_DATASET ROWS_

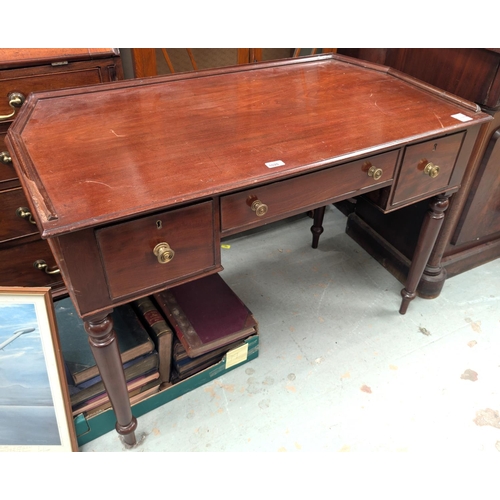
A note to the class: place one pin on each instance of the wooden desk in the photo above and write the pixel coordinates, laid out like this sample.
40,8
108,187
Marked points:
133,185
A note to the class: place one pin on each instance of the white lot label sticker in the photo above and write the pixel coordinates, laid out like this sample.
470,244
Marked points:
462,117
237,355
273,164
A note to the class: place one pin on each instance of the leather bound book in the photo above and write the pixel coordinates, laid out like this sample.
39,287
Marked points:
161,333
206,314
184,366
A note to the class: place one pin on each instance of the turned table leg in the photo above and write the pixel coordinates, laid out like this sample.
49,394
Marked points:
317,227
104,346
428,235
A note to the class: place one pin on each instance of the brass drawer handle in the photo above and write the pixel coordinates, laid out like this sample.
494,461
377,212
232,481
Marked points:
5,157
431,170
375,172
16,100
259,208
41,265
24,213
163,253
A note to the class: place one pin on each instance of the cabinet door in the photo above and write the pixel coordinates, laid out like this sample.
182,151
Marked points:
480,218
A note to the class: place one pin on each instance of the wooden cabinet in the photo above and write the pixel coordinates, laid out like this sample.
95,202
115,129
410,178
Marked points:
471,233
25,259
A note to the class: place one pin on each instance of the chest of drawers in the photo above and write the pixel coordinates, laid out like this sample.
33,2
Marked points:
25,259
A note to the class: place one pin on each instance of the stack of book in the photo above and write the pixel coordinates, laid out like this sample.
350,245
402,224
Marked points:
208,320
144,367
163,339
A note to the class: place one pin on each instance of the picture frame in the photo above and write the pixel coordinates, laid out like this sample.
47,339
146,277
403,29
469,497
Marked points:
35,408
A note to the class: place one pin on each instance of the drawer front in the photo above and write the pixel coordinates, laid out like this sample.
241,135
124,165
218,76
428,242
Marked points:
417,181
127,249
44,81
298,194
17,266
12,225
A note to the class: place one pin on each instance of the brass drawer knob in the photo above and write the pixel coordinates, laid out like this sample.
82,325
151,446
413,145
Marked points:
375,172
163,253
431,170
16,100
259,208
5,157
41,265
24,213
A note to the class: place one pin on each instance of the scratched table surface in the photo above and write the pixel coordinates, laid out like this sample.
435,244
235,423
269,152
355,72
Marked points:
143,145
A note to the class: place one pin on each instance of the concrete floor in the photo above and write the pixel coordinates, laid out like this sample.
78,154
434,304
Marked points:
339,369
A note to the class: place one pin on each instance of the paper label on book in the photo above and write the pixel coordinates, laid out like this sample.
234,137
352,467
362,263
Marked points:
274,164
236,356
461,117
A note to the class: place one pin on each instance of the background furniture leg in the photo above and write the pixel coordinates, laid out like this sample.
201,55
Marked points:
104,346
428,235
317,227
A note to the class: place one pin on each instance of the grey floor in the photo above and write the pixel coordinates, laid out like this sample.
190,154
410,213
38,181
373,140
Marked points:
339,369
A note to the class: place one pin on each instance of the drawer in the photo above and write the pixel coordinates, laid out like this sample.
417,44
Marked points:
417,181
8,176
292,196
127,249
22,82
17,269
12,225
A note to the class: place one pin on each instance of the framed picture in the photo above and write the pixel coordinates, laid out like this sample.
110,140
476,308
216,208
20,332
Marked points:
35,409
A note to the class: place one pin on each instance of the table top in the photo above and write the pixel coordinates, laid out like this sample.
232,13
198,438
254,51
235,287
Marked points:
98,154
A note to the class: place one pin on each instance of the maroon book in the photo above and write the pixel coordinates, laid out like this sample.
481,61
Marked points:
206,314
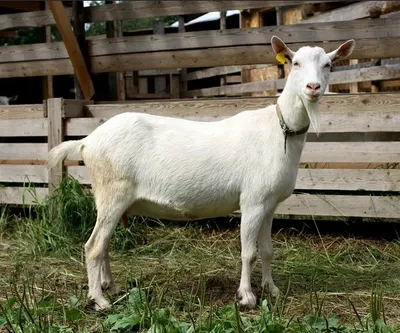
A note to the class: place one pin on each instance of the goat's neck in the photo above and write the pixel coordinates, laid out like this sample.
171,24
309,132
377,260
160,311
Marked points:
293,110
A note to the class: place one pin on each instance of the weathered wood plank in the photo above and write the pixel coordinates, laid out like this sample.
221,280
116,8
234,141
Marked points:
342,152
234,55
9,34
339,113
317,179
23,151
26,111
386,72
306,33
21,195
222,70
239,55
351,152
348,13
23,127
140,9
300,204
30,19
55,110
343,121
80,173
23,174
341,205
133,10
349,179
21,5
73,49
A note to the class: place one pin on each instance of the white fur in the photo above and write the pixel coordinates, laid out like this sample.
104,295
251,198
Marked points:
178,169
4,100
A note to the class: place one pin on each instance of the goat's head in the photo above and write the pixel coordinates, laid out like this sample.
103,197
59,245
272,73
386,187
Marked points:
4,100
310,67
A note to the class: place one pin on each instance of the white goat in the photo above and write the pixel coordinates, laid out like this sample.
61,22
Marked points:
4,100
179,169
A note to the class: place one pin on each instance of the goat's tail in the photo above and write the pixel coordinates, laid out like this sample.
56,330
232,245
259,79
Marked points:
62,151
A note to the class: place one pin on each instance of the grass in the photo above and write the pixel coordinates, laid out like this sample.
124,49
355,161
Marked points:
183,277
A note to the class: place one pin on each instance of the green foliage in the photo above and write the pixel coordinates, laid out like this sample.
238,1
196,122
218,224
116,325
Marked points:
63,222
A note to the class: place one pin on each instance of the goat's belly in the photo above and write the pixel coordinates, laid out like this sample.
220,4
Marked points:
171,211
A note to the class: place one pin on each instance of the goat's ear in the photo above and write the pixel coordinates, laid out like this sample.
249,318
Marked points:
343,51
280,47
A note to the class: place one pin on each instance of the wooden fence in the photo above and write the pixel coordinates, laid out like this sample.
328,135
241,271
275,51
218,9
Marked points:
351,170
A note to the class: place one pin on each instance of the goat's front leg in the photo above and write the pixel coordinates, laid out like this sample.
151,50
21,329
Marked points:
96,251
266,253
107,282
252,219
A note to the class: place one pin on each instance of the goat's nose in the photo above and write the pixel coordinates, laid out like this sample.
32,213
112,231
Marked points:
313,86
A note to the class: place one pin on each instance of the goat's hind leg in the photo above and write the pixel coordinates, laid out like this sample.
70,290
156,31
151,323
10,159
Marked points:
266,253
109,210
252,219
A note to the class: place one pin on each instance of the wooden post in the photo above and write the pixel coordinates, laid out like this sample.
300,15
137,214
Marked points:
116,81
160,82
354,85
72,46
183,74
222,26
279,21
55,111
48,91
79,31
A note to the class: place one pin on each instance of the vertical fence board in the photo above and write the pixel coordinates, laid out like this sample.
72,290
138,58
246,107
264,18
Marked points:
55,137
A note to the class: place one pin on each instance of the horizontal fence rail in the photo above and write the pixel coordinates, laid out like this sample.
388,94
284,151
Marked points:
229,47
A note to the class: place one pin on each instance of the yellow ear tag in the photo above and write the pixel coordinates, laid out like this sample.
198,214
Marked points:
281,57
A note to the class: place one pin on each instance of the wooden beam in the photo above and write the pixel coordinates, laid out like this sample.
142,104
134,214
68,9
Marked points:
27,6
48,91
341,205
79,32
325,152
23,127
314,34
355,11
224,56
140,9
116,81
222,26
73,49
26,111
339,113
136,9
21,195
55,108
386,72
8,34
160,82
23,173
307,34
221,70
183,81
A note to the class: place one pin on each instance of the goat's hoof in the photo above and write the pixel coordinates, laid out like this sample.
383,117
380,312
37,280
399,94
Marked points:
247,299
100,304
274,291
110,288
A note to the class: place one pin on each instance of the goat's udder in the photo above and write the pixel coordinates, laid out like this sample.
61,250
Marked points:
124,219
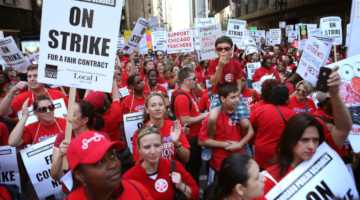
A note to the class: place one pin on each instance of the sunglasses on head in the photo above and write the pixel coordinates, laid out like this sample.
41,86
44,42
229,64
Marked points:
220,48
44,109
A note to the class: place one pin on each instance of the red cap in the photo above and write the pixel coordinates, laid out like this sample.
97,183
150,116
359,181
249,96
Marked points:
96,99
88,148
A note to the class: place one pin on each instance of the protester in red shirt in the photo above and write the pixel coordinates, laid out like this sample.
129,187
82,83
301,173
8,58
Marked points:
152,82
97,171
154,114
227,138
153,172
300,103
47,127
10,104
270,120
239,178
265,69
303,134
84,119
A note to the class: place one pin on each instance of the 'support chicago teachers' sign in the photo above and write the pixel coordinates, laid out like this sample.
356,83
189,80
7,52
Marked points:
78,43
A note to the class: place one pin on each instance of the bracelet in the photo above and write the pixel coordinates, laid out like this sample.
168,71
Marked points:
184,188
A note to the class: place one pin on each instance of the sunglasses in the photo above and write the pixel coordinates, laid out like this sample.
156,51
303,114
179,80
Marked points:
301,91
221,49
44,109
146,126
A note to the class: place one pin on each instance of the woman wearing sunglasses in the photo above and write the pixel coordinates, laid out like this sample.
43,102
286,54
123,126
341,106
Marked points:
154,172
300,103
48,126
174,140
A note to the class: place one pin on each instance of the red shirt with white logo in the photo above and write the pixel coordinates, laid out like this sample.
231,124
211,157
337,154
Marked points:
182,108
45,132
226,130
301,107
161,187
169,151
230,73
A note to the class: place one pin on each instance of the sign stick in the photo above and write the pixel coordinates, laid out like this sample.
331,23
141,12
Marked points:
72,94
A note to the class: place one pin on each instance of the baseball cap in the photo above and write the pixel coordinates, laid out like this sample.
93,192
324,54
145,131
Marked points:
88,148
96,99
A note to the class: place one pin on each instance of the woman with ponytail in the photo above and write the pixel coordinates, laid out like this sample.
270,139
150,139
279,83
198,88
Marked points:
239,178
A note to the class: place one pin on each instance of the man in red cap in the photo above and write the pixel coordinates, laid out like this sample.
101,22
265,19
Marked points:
92,160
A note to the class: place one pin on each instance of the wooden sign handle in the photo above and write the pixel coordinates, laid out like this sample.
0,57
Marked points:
71,102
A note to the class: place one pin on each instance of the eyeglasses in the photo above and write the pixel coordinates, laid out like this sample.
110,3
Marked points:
221,49
301,91
44,109
146,126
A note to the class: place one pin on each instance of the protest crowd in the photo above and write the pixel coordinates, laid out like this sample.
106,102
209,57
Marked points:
261,118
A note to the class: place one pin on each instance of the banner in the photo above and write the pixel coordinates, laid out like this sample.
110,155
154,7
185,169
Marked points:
132,122
275,35
37,161
312,59
180,41
331,26
158,41
9,169
11,54
324,176
236,31
78,43
350,92
251,68
207,37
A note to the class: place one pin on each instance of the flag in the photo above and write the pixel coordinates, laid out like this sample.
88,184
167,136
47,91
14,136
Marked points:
354,41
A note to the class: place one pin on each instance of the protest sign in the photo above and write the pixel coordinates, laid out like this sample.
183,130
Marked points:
288,29
207,37
251,68
77,47
292,35
153,23
136,35
282,25
236,31
180,41
331,26
317,178
60,111
275,35
11,54
311,60
37,160
132,122
9,169
349,90
121,42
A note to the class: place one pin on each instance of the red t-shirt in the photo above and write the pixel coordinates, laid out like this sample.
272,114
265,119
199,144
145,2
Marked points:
158,88
270,127
4,135
269,184
301,107
249,98
111,117
230,73
161,187
262,72
18,101
226,130
45,132
169,151
182,108
130,192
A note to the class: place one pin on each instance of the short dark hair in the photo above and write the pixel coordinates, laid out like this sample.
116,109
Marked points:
226,88
224,39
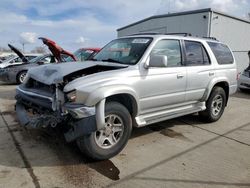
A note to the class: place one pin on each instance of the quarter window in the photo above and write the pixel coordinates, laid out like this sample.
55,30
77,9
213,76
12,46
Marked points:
222,53
171,49
196,54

_WHAT YOU ARE ASKED TO DO_
Quote only the lines that start at the line holding "the protest crowd" and end at the last line of the entries, including both of those lines, and omit every picture.

_OUTPUT FOR THIS TASK_
A note to the class: place one pin on each instance of the protest crowd in the photo above and write the pixel coordinates, laid out like this sample.
106,102
209,57
Marked points:
261,118
A note to the class: place one pin on each instance of the banner in the photo above and write the pixel coordinates, laid out like this sample.
110,155
154,7
185,169
Marked points:
132,122
275,35
37,161
312,59
180,41
331,26
158,41
9,169
11,54
324,176
236,31
78,43
350,92
251,68
207,37
A note to the class: place one pin on each instance of the flag in the photo above and write the pixel coordinates, laid out like this sample.
88,184
167,136
47,91
14,136
Marked points:
354,41
A note to the class: place one pin on each instance of the protest sign in the photo above and write the pixel coordinates, laid out like this sample.
183,130
Marked points:
288,29
207,37
251,68
77,47
292,35
153,23
136,35
282,25
236,31
180,41
331,26
317,178
60,111
275,35
11,54
311,60
37,160
132,122
9,169
349,90
121,42
A note to the class: place one pin on each instance of the red t-shirt in the photo above and write the pixel coordinates, laid out like this sample.
272,114
265,119
199,144
145,2
Marked points:
158,88
270,127
4,135
269,184
301,107
249,98
111,117
230,73
161,187
262,72
18,101
226,130
45,132
169,151
182,108
130,192
A note to the class: place one pin on each instance of the short dark hair in the photo above and write the pixel coordinates, laid out like this sample.
116,109
Marked points:
226,88
224,39
A note to the class: place one pin on each instance of the quarter window in the photo above and write the pixel coordinates, laid out like this sample.
55,30
77,9
213,76
12,46
Marked points:
222,53
171,49
196,54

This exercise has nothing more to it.